* Do this *
Reproduce word for word the lines from the one containing "of the tail" through the last line of the items, including both.

* Exercise materials *

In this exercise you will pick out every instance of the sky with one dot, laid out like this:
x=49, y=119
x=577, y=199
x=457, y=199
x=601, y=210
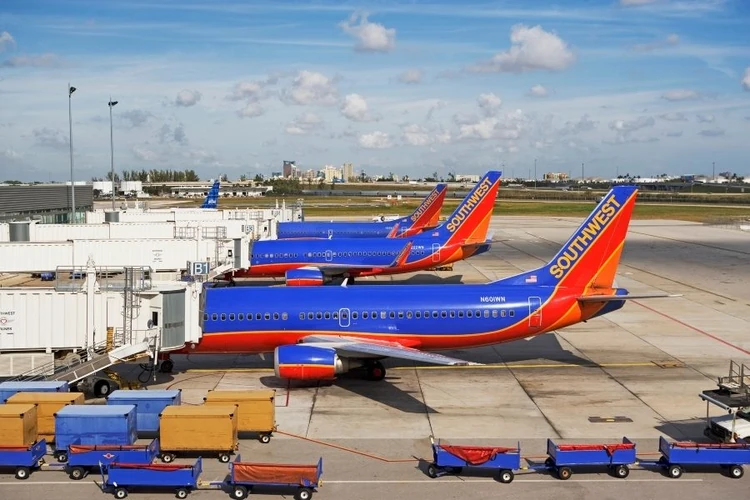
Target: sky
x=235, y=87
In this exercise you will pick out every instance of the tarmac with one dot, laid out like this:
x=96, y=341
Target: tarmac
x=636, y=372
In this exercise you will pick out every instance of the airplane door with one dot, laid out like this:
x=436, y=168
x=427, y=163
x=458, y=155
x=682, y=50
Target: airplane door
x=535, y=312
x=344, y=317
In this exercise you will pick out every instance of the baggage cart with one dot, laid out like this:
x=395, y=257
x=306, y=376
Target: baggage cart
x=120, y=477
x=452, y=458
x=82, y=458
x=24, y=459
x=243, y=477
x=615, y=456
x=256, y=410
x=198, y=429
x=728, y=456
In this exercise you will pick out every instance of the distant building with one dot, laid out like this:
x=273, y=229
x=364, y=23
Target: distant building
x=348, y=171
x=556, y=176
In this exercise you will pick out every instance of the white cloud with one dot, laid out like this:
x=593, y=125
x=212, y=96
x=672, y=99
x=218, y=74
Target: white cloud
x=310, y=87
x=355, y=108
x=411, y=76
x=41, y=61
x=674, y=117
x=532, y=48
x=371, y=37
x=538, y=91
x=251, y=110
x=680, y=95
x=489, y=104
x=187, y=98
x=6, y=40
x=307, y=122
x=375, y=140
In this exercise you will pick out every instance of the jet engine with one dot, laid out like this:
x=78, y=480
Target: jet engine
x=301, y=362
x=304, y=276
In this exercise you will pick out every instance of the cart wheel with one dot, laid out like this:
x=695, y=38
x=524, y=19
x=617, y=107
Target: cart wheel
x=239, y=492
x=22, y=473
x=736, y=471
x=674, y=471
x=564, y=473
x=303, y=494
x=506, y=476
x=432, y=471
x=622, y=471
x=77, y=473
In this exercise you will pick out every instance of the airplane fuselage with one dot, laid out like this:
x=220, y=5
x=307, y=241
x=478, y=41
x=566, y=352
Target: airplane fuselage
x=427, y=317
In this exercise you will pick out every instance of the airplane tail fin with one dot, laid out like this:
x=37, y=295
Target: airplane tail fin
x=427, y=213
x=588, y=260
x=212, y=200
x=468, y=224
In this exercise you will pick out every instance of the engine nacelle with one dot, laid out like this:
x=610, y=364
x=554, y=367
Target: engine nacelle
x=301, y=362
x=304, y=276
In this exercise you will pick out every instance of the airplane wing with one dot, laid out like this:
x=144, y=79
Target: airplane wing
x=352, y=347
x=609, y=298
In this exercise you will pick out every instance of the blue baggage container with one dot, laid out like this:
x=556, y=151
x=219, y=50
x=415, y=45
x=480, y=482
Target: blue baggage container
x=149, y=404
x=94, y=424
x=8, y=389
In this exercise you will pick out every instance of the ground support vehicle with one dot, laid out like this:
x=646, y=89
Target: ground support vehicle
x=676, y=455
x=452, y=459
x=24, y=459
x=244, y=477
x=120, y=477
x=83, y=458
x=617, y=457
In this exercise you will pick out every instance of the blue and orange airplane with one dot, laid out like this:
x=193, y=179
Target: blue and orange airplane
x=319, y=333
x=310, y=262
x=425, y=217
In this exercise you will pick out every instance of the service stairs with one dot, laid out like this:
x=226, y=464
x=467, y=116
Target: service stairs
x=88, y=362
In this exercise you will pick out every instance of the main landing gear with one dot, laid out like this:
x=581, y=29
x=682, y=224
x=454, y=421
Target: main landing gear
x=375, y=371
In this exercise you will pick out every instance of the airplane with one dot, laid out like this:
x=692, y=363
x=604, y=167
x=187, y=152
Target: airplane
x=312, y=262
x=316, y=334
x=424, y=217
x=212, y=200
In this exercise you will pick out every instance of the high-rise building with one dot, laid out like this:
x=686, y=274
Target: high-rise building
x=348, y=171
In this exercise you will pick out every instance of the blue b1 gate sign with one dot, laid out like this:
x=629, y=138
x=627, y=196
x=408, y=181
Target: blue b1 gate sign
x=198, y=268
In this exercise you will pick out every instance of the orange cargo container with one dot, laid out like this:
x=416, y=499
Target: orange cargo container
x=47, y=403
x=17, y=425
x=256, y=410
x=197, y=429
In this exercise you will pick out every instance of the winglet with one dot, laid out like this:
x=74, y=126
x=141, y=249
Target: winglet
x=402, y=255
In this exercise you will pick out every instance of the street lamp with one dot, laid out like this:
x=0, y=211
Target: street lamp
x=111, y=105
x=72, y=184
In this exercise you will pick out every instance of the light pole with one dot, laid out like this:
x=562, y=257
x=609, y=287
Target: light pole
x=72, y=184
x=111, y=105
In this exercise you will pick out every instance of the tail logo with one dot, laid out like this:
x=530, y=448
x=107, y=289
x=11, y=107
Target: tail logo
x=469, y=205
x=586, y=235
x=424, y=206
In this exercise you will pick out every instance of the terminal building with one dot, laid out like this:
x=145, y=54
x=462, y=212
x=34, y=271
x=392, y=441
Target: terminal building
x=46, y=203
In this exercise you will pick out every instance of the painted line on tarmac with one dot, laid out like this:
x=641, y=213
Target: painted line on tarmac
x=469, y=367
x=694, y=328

* Complete output *
In this exercise you will pick out every instance of the tail logo with one dot, laid out like this:
x=530, y=448
x=107, y=289
x=11, y=107
Target: tail logo
x=469, y=205
x=586, y=235
x=424, y=206
In this exercise you will pick out every instance of the terminal building with one dot, laid out like this:
x=145, y=54
x=462, y=212
x=34, y=271
x=392, y=441
Target: terminal building
x=46, y=203
In this exercise you will pick out every instance of the painted line on tarmac with one dot, laid out like this:
x=641, y=213
Target: painted line on tarmac
x=469, y=367
x=694, y=328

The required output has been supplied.